Exercise passage:
Tuesday, December 28, 2010

The King's Speech (dir. Tom Hooper)


I want it to be known up front that I really did expect to like this. I have nothing against feel-good Oscar bait movies. I have nothing against any "type" of movie. But I cannot abide bad filmmaking, and if you're going to abandon the concept of making directorial choices, you'd better have something else up your sleeve.

And to be fair, The King's Speech has quite a bit up its sleeve, most notably two rather fine leading performances in Colin Firth and Geoffrey Rush. Both have received considerable attention as Oscar contenders, which is deserved in a sort of "well, they don't NOT deserve it" kinds of way, and these things being so predictable, it's difficult to imagine either of them being left out at this stage of the game. Firth plays King George VI, who, upon a sudden ascendence to the throne, redoubles his effort to rid himself of a lifelong struggle with his stammer, an affliction that manifests less like Porky Pig and more like a panic attack. Rush plays his speech therapist, Lionel Logue. And again, they're both good in their roles without ever quite teetering into greatness.

Firth's technical mastery of the stammer is commendable, and he has one scene to get at the soul of King George (or "Bertie," as he's know to those closest to him) in which he completely delivers, but this is far from his magnificent turn in last year's A Single Man. Rush is given the fun work as the unorthodox, learned-it-on-the-streets speech therapist who gets to break down all the pomp and circumstance surrounding Bertie, and bring him down to merely a man. This type - the man on the streets who shatters the illusion of class superiority - is always a crowd favorite, and Rush plays it with relish. But aside from being a delight in most of these scenes, Rush isn't given much to work with, so any talk of the Oscar will inevitably feel overblown even though he is quite good given the circumstances.

Your tasks:
(a) Please answer these questions using the review above:
(i) Who directed The King's Speech?
(ii) Which character does Geoffrey Rush play?
(iii) What name do those closest to King George VI call him?
(b) Name each person the review credits with directing or acting in The King's Speech.

(Records from a collection)
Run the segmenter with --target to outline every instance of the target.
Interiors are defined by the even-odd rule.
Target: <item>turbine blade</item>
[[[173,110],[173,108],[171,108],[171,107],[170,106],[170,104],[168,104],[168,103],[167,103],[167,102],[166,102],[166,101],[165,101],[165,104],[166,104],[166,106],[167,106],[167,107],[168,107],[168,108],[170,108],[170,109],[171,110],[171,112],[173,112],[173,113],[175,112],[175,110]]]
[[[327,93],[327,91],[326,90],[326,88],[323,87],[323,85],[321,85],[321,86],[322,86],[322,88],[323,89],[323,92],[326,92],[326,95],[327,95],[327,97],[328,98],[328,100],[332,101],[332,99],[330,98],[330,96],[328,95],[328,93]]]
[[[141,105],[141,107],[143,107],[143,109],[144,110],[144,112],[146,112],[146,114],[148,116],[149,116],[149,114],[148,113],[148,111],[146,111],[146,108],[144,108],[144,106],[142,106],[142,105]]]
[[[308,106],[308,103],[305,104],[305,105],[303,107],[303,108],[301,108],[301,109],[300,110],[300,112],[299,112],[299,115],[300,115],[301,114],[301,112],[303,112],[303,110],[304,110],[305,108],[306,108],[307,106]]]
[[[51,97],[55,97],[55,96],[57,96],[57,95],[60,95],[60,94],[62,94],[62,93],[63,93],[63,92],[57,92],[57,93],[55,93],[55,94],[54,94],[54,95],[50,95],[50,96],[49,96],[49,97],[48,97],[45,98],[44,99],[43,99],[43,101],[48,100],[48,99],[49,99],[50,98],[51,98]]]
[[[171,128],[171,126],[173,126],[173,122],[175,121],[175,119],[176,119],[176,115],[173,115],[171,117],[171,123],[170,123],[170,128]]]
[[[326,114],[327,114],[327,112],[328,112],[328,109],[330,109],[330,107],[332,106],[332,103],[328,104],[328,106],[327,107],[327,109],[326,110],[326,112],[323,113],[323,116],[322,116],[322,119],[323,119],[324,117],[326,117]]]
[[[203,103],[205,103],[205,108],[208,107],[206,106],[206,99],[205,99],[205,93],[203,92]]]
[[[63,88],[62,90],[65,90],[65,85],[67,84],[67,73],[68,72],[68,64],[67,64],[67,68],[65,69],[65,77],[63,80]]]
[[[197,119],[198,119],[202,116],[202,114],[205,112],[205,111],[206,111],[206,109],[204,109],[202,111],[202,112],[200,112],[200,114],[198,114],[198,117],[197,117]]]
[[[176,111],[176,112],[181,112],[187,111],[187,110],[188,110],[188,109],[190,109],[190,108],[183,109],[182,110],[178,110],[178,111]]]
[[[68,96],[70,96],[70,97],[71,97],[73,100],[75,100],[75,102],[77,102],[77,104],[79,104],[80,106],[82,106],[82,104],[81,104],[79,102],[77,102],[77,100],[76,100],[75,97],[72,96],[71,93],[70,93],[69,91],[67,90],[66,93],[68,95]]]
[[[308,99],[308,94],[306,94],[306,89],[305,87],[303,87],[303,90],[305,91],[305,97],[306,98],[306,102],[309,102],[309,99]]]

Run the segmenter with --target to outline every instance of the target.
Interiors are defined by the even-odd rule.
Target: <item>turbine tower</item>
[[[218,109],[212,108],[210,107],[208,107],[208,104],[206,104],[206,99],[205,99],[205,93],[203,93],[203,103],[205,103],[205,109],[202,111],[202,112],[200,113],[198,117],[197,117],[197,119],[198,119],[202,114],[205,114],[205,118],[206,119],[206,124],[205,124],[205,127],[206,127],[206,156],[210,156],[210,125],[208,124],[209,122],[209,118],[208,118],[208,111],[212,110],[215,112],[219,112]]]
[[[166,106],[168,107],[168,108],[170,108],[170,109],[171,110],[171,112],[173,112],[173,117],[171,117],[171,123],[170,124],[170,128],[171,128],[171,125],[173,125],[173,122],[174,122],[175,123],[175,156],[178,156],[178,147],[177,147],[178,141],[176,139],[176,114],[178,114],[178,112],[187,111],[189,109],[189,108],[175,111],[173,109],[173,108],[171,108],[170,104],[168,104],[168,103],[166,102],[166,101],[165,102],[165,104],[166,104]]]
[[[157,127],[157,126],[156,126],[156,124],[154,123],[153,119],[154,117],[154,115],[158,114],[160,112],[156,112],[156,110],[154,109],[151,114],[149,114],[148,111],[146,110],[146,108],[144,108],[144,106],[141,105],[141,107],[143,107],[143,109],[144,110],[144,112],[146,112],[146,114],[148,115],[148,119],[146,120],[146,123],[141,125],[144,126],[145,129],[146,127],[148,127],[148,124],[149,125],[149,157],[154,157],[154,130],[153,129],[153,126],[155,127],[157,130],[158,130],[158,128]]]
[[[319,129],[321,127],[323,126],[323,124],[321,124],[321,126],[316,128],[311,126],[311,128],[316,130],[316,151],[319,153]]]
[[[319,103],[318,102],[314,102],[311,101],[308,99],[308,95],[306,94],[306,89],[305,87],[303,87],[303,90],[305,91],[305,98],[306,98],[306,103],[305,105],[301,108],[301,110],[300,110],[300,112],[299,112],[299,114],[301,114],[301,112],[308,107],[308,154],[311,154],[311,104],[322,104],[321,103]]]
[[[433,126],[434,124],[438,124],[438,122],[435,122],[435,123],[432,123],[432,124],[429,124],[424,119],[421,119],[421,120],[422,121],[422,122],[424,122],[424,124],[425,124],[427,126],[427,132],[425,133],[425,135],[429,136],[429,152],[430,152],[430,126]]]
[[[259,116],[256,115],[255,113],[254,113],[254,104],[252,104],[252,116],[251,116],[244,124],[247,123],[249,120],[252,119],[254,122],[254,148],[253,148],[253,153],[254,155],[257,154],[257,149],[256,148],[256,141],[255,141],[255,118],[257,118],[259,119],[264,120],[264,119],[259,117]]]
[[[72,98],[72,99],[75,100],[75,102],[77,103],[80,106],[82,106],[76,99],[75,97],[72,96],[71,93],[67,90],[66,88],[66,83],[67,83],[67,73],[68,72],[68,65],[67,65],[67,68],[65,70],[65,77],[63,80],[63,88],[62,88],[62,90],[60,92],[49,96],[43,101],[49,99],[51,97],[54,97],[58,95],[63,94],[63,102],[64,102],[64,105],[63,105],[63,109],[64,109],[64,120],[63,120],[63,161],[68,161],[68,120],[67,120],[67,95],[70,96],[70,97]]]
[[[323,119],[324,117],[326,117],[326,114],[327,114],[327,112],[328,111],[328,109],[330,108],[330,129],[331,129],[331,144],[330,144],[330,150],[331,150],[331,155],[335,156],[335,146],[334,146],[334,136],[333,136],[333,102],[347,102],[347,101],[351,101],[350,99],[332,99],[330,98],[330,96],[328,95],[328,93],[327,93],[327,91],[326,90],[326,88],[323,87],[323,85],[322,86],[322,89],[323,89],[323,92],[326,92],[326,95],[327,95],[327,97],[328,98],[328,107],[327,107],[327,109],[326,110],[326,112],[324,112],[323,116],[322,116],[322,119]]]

Numbered answers:
(a)
(i) Tom Hooper
(ii) Lionel Logue, the king's speech therapist
(iii) "Bertie"

(b) Tom Hooper, Colin Firth, Geoffrey Rush